(Items from a dataset)
--- --- ---
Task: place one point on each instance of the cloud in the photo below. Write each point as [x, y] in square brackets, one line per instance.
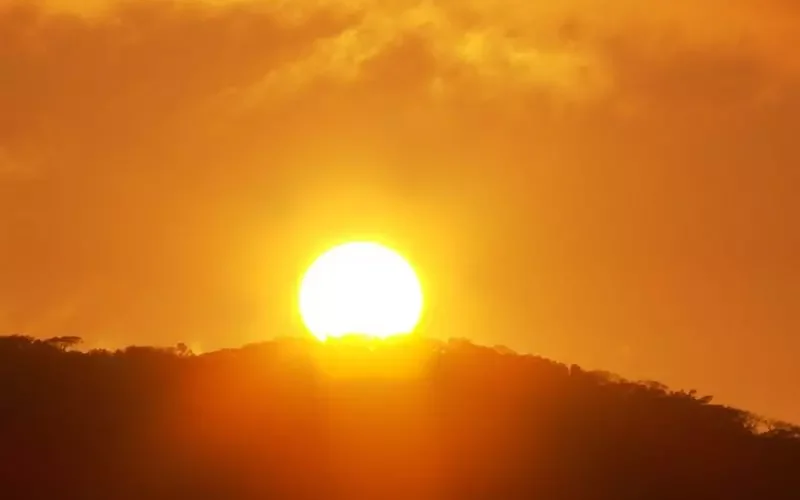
[630, 161]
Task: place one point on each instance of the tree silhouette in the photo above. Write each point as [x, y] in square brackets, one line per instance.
[272, 421]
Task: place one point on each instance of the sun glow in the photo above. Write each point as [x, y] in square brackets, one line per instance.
[360, 288]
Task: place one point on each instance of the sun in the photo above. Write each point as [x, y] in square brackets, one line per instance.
[360, 288]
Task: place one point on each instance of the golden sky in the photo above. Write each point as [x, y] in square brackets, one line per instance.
[606, 183]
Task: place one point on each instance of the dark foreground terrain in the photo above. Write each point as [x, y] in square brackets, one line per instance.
[408, 420]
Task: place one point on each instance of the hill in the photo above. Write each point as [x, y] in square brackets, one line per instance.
[411, 419]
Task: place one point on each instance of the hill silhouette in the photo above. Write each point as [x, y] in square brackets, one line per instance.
[412, 419]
--- --- ---
What is expected: Except for the pictures, write the data out exactly.

Response area:
Task: place one point on each instance of the cloud in the photo below. Write each point as [x, y] in square brackets, one line per instance.
[630, 161]
Task: place one point on each instance of the tree silhouette in the photo above. Write each point as [x, y] in square brackets, one line per instance.
[272, 421]
Task: place one point on each instance of the sun glow in the photo above. Write each point as [x, y] in square brackets, one line per instance.
[360, 288]
Task: place one point on each instance of the sun in the photo above. Write each point as [x, y] in square brackets, one line per instance.
[360, 288]
Task: place one point on each instance of the golden sky in the photo above. Write each point as [x, y] in square brackets, one line per instance.
[606, 183]
Task: place one point on each instance of the dark foreground terrain in the photo above. Write each point as [x, y] in square brackets, one line per instance.
[408, 420]
Task: place one point on each instance of the hill in the photo above. Write each point as [x, y] in square brackets, one line per instance.
[411, 419]
Task: place one point on each instance of the hill silhouette in the photo above. Write each point as [x, y] in square brackets, one line per instance.
[412, 419]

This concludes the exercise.